TASK OBJECTIVE »
Using the listing below, set down each line from the line containing "each like [87,285]." through the line containing "each like [324,126].", both ends included, exactly and with nothing added.

(Beginning of SOURCE DATA)

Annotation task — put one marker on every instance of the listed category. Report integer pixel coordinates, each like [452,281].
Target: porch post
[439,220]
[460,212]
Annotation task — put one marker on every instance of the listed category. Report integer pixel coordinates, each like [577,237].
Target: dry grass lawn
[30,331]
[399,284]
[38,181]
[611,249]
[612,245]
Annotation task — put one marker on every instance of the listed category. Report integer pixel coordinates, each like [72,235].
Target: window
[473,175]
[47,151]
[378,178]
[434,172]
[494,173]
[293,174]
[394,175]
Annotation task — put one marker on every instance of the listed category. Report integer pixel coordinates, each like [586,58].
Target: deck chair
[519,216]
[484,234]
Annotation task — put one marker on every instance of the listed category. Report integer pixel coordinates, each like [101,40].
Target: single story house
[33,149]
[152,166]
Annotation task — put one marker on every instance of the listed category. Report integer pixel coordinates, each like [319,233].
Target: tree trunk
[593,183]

(End of SOURCE DATA)
(Beginning of SOURCE DATA)

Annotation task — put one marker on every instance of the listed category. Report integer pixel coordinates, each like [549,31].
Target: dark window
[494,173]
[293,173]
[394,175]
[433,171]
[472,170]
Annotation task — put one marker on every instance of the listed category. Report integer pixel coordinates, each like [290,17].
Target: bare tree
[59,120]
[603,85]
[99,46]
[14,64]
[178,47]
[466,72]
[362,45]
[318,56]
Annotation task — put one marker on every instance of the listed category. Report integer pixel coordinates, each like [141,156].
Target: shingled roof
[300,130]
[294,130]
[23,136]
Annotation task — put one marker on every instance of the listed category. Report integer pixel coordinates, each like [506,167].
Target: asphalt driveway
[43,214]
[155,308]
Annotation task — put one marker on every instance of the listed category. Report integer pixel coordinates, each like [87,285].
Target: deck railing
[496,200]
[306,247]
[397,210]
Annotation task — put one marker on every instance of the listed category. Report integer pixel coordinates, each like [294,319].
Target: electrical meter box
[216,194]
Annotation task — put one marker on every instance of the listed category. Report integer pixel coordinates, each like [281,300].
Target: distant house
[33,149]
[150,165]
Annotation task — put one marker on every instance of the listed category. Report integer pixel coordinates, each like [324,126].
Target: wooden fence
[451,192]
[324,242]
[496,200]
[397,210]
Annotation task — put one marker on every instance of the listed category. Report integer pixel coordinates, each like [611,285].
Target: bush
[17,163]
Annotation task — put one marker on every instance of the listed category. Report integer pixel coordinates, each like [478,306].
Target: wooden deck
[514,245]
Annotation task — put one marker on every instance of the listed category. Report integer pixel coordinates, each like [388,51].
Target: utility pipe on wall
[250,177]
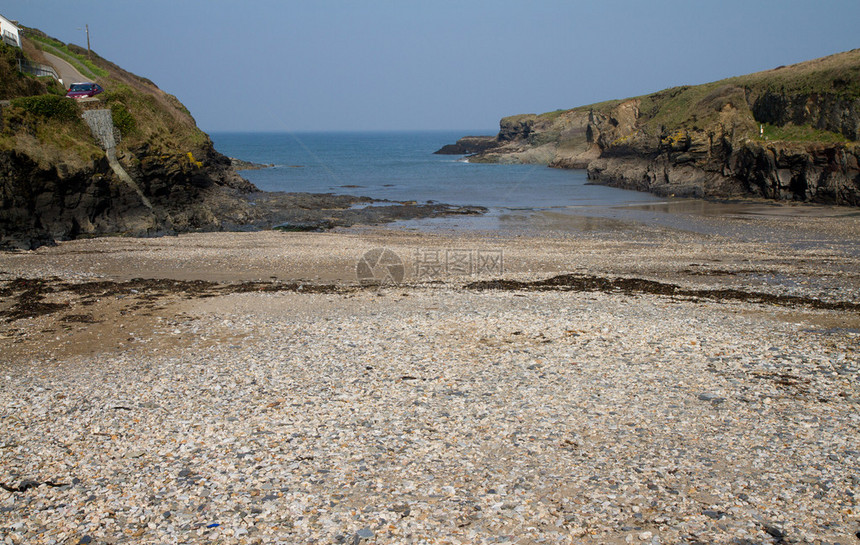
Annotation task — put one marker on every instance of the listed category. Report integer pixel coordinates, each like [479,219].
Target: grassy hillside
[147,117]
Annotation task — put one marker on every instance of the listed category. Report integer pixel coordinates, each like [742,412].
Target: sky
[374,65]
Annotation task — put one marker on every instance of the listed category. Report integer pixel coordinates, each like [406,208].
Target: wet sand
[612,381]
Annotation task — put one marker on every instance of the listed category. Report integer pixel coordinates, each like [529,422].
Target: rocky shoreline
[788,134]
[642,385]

(End of SOURCE DATA)

RESPONSE TO THE EXERCISE »
Annotation task — put one marker on every instance of the listed category. Report integer pixel coordinates, each like [87,285].
Target: deck railing
[496,200]
[306,247]
[397,210]
Annotation task — put one marker on every instance of the listed category. Report integer pixel coordinates, each like [294,319].
Target: electrical meter box
[216,194]
Annotation task — put one marker on every instance of the listed category. Report integer pixel coordinates, each like [281,300].
Target: distant house
[33,149]
[150,165]
Annotation task — put one marker on every instance of the listed category. Report integer pixel coordinates, each like [324,126].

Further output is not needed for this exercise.